**WHAT YOU SHOULD DO**
Recast the material from its first line through the line containing "[571,299,604,328]", both ends included, as a Markdown table with the columns n and Line, giving each line a row number. Omit blank lines and leave the pictures out of the answer.

Bounding-box records:
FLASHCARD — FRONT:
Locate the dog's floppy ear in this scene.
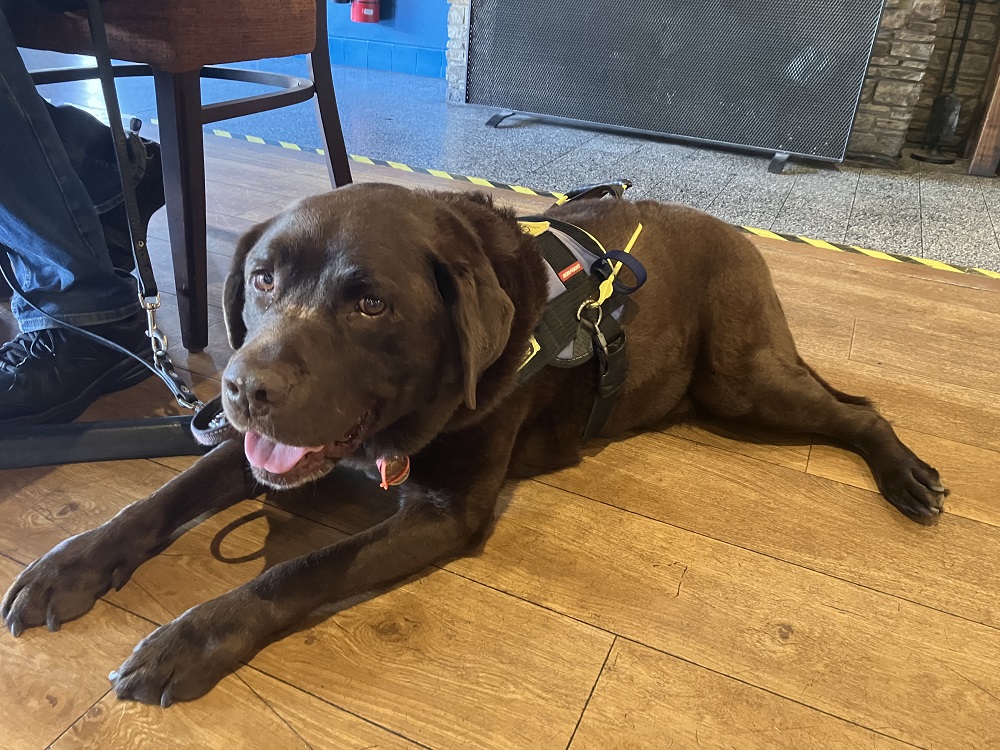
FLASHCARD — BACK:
[434,212,514,409]
[222,219,274,349]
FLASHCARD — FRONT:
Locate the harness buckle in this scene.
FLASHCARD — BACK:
[571,299,604,328]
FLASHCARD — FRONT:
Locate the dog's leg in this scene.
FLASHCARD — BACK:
[111,472,508,707]
[0,441,257,637]
[699,355,947,523]
[112,417,516,706]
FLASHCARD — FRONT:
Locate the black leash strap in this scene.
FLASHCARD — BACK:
[578,304,628,442]
[83,0,202,409]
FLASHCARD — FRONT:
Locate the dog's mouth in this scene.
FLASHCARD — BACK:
[243,409,374,488]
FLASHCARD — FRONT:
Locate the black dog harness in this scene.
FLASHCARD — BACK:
[518,181,646,441]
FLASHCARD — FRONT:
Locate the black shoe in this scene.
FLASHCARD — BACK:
[0,312,152,426]
[100,133,166,272]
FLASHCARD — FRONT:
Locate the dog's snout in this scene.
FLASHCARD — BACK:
[222,357,292,413]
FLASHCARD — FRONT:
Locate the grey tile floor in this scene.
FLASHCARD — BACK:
[26,53,1000,271]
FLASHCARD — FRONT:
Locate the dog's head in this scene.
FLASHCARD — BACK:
[222,184,514,488]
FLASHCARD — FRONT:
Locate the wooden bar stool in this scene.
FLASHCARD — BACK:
[10,0,351,351]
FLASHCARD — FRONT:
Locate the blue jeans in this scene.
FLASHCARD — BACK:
[0,11,139,331]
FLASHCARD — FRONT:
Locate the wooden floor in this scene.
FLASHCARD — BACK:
[0,139,1000,750]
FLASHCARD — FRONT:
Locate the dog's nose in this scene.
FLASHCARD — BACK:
[222,357,292,414]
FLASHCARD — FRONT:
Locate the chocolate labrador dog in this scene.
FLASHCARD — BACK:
[2,184,946,706]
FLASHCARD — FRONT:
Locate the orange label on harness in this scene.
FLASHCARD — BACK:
[559,261,583,283]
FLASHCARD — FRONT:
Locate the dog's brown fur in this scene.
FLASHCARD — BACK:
[2,185,946,705]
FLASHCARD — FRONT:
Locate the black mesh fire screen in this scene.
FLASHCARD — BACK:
[466,0,882,160]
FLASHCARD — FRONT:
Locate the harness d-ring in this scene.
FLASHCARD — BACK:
[576,299,604,328]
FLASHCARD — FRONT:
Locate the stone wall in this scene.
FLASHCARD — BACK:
[907,0,1000,148]
[847,0,945,162]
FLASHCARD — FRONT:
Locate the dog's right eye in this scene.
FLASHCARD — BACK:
[250,271,274,292]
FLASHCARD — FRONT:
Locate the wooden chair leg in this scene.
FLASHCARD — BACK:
[309,0,353,187]
[153,70,208,352]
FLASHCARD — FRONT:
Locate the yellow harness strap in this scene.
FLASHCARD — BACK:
[596,224,642,305]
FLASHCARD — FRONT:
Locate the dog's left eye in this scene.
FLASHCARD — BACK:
[358,297,385,318]
[251,271,274,292]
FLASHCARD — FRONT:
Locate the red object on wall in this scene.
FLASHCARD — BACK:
[351,0,379,23]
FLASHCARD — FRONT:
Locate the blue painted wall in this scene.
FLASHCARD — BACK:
[328,0,448,78]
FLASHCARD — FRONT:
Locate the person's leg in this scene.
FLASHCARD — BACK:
[0,8,147,425]
[46,103,164,272]
[0,16,137,331]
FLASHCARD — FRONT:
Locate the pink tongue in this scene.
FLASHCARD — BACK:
[243,432,323,474]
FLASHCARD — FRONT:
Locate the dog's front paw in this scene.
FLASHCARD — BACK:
[875,456,948,524]
[108,597,256,708]
[0,531,136,638]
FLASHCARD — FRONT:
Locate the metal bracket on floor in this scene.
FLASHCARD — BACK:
[486,112,517,128]
[767,151,791,174]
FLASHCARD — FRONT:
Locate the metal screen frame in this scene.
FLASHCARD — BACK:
[466,0,884,162]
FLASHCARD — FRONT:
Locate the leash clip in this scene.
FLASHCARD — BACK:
[139,293,169,358]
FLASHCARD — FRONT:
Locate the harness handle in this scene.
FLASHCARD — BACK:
[590,224,646,305]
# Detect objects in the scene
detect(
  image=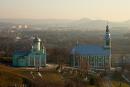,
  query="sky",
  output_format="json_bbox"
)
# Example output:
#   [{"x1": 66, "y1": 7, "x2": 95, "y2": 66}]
[{"x1": 0, "y1": 0, "x2": 130, "y2": 21}]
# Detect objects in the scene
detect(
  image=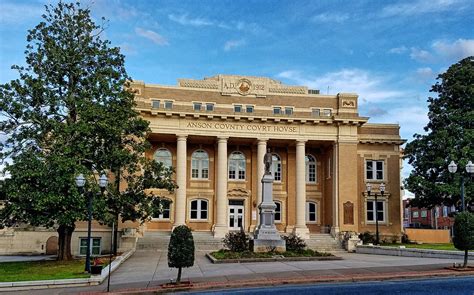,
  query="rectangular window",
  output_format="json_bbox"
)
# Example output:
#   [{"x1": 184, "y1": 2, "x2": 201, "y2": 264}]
[
  {"x1": 79, "y1": 238, "x2": 101, "y2": 255},
  {"x1": 323, "y1": 109, "x2": 332, "y2": 117},
  {"x1": 206, "y1": 103, "x2": 214, "y2": 112},
  {"x1": 234, "y1": 104, "x2": 242, "y2": 113},
  {"x1": 165, "y1": 100, "x2": 173, "y2": 110},
  {"x1": 151, "y1": 100, "x2": 160, "y2": 109},
  {"x1": 367, "y1": 200, "x2": 385, "y2": 222},
  {"x1": 365, "y1": 160, "x2": 384, "y2": 180},
  {"x1": 193, "y1": 102, "x2": 202, "y2": 112}
]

**FINISHED TASK**
| n | Line |
|---|---|
| 1 | FLASHCARD — FRONT: |
| 2 | Locate the dog's floppy ear in this scene. |
| 3 | FLASHCARD — BACK: |
| 4 | [434,212,514,409] |
| 5 | [222,219,274,349] |
| 6 | FLASHCARD — FRONT: |
| 7 | Locate the harness buckle in this scene. |
| 8 | FLASHCARD — BACK: |
| 9 | [571,299,604,328] |